━━━━━ EXCERPT TO READ ━━━━━
Ontario – Court endorses pre-hearing disclosure from non-parties to assist arbitration – #876

In Royal and Sunalliance Insurance v Ontario Provincial Police, 2024 ONSC 5505, the Court interpreted section 29(4) of Ontario’s Arbitration Act, 1991 (the “Act”) to allow courts to order non-party disclosure before an arbitration hearing. Section 29(4) states, “[o]n the application of a party or of the arbitral tribunal, the court may make orders and give directions with respect to the taking of evidence for an arbitration as if it were a court proceeding.” The Court’s order permits pre-hearing “discovery” of a non-party to the arbitration, as opposed to the taking of evidence at a hearing. The case sets out some considerations that may be relevant to future applications under this provision of the Act. This case highlights the need for parties seeking non-party disclosure in arbitration to carefully review the applicable legislation and frame requests for Court assistance accordingly.

The background facts – There was a car crash on August 31, 2021, involving a person insured by Royal and Sunalliance (“RSA”). RSA paid statutory accident benefits to the injured person, Ms. W, but disputed its responsibility to do so under the priority rules set out in the Insurance Act, RSO 1990, c I.8, s 268. In March of 2024, RSA commenced arbitration under Ontario’s regulatory scheme for resolving insurance priority disputes (Disputes Between Insurers, O Reg 283/95).

Given the way the Insurance Act priority rules work, ownership of the involved vehicle was a central question in the arbitration. The accident report indicated that the vehicle was owned by a Mr. D.; however, Ms. W denied knowing Mr. D. She said the vehicle belonged to her roommate, Mr. H. To clarify the matter, the arbitrator ordered the OPP to disclose its investigation file. The OPP objected that the order exceeded the arbitrator’s authority but indicated it would comply with a court order, so long as it included certain standard terms.

The Application – RSA then sought a court order under section 29(4) of the Act. As the Court stated, RSA’s application tested whether section 29(4) permits a court to order third-party disclosure in support of arbitration before the evidentiary hearing.
━━━━━ SUPPLIED ENTRIES ━━━━━
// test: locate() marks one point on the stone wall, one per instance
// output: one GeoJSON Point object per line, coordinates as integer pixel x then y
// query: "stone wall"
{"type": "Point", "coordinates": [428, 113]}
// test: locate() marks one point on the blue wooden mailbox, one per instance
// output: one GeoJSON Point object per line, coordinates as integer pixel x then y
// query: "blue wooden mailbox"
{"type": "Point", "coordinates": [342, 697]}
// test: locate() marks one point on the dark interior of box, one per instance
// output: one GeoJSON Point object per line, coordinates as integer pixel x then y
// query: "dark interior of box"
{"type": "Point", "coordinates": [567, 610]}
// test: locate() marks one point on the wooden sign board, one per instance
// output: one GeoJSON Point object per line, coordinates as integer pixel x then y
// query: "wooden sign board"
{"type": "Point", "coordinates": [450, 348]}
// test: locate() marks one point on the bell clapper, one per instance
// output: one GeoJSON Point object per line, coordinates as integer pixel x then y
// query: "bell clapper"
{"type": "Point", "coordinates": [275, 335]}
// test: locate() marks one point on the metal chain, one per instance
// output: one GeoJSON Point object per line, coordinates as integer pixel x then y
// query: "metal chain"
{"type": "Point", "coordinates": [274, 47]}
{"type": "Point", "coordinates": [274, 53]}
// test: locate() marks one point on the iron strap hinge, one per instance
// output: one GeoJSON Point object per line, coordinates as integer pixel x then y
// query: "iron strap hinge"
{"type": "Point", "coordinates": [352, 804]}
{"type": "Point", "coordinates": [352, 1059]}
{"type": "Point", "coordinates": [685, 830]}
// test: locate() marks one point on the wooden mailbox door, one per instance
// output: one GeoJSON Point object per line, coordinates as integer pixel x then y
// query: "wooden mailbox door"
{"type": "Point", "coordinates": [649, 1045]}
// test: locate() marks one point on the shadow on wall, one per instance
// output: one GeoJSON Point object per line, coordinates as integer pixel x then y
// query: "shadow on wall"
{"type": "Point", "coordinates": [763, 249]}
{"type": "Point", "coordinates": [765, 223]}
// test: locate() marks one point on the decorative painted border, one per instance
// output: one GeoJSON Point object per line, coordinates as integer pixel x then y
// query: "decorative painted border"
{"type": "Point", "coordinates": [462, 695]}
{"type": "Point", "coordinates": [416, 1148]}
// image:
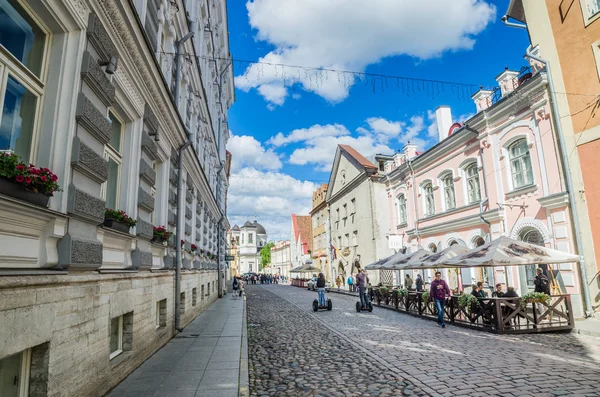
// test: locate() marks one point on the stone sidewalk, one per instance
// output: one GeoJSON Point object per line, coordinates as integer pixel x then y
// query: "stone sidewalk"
{"type": "Point", "coordinates": [209, 358]}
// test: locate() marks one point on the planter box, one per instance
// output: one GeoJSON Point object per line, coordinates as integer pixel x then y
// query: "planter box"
{"type": "Point", "coordinates": [119, 226]}
{"type": "Point", "coordinates": [19, 192]}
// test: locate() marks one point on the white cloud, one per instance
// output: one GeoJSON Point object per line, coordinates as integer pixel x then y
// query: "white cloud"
{"type": "Point", "coordinates": [270, 196]}
{"type": "Point", "coordinates": [246, 151]}
{"type": "Point", "coordinates": [350, 35]}
{"type": "Point", "coordinates": [304, 134]}
{"type": "Point", "coordinates": [321, 150]}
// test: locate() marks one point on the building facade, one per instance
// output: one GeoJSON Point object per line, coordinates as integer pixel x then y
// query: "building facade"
{"type": "Point", "coordinates": [301, 241]}
{"type": "Point", "coordinates": [93, 93]}
{"type": "Point", "coordinates": [498, 175]}
{"type": "Point", "coordinates": [320, 231]}
{"type": "Point", "coordinates": [359, 226]}
{"type": "Point", "coordinates": [250, 238]}
{"type": "Point", "coordinates": [567, 36]}
{"type": "Point", "coordinates": [281, 258]}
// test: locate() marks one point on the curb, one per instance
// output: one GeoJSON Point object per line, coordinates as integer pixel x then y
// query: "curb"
{"type": "Point", "coordinates": [244, 380]}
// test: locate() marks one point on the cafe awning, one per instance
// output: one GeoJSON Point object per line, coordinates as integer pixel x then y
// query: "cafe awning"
{"type": "Point", "coordinates": [505, 251]}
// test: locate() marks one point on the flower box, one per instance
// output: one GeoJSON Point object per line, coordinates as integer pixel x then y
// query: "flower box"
{"type": "Point", "coordinates": [116, 225]}
{"type": "Point", "coordinates": [20, 192]}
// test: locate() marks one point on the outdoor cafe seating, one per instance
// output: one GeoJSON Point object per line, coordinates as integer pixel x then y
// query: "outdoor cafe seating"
{"type": "Point", "coordinates": [498, 315]}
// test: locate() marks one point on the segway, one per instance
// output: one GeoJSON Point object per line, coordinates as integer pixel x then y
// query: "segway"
{"type": "Point", "coordinates": [317, 307]}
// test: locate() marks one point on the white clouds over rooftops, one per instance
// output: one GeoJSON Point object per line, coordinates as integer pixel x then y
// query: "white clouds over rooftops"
━━━━━
§ YOUR INSTRUCTIONS
Reproduce the passage of the Ontario arbitration case summary that starts at the words "Given the way" and ends after the words "certain standard terms.".

§ TASK RESULT
Given the way the Insurance Act priority rules work, ownership of the involved vehicle was a central question in the arbitration. The accident report indicated that the vehicle was owned by a Mr. D.; however, Ms. W denied knowing Mr. D. She said the vehicle belonged to her roommate, Mr. H. To clarify the matter, the arbitrator ordered the OPP to disclose its investigation file. The OPP objected that the order exceeded the arbitrator’s authority but indicated it would comply with a court order, so long as it included certain standard terms.